Assignment: Return the data exactly, apart from leaving out the pictures.

Entries provided:

━━━━━━

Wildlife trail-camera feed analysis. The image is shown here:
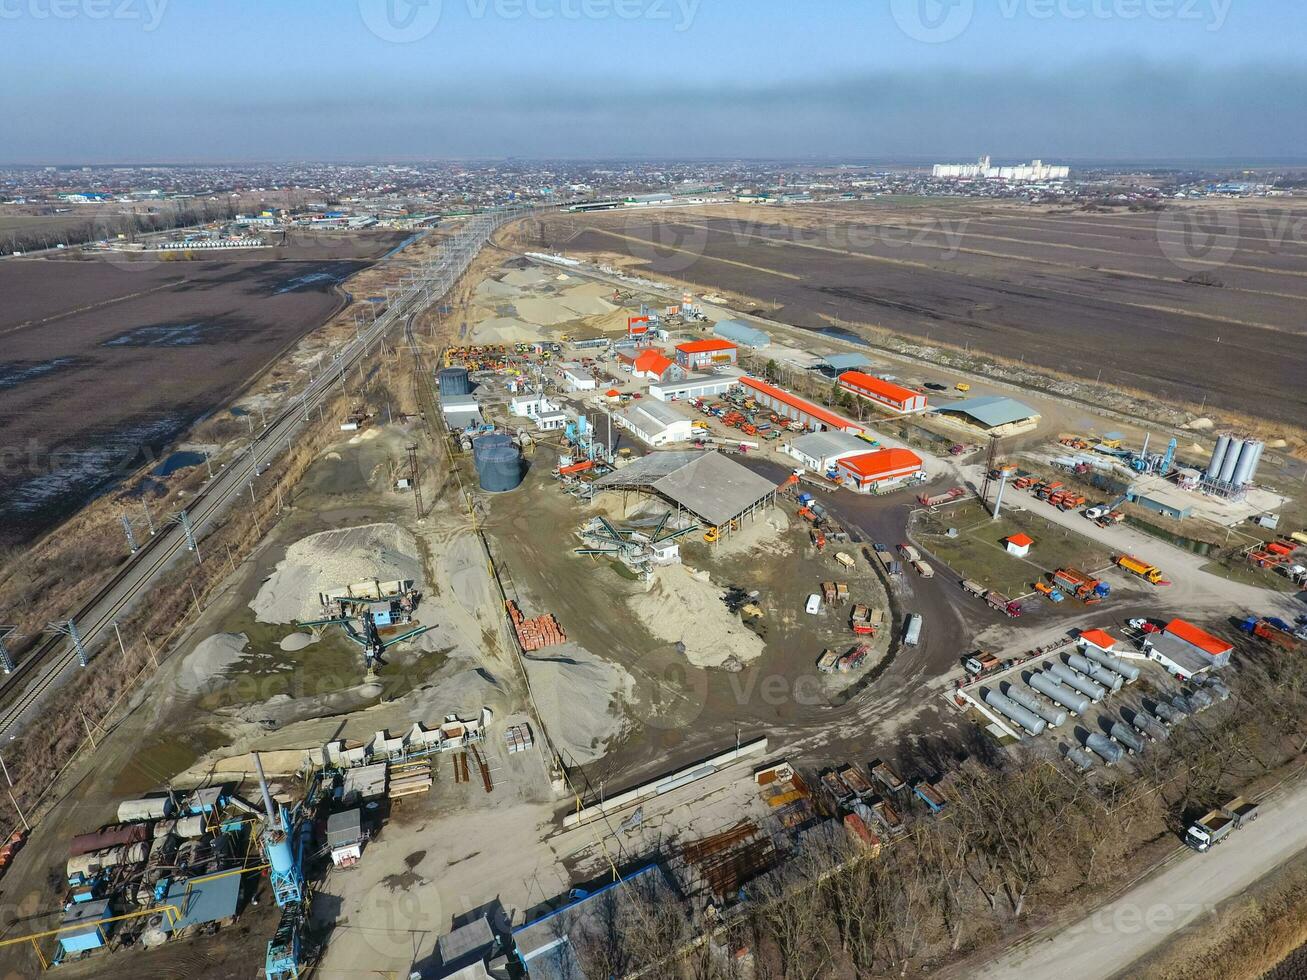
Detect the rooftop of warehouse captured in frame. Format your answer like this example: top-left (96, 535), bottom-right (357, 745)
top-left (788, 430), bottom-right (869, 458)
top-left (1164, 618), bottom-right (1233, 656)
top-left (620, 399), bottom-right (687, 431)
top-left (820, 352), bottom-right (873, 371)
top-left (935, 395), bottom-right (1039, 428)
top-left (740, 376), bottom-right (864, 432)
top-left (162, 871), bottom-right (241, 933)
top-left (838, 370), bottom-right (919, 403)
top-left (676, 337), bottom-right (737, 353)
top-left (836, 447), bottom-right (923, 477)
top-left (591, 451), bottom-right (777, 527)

━━━━━━

Expected answer:
Wildlife trail-camera feed analysis. The image is shown here:
Detect the rooftop of warehouse captured in frame. Format your answer like this example: top-left (96, 535), bottom-right (357, 745)
top-left (788, 430), bottom-right (869, 458)
top-left (1164, 618), bottom-right (1233, 656)
top-left (620, 399), bottom-right (687, 431)
top-left (820, 352), bottom-right (873, 371)
top-left (935, 395), bottom-right (1039, 428)
top-left (740, 376), bottom-right (864, 432)
top-left (162, 871), bottom-right (241, 933)
top-left (838, 370), bottom-right (919, 403)
top-left (676, 337), bottom-right (737, 353)
top-left (836, 447), bottom-right (923, 477)
top-left (591, 451), bottom-right (777, 527)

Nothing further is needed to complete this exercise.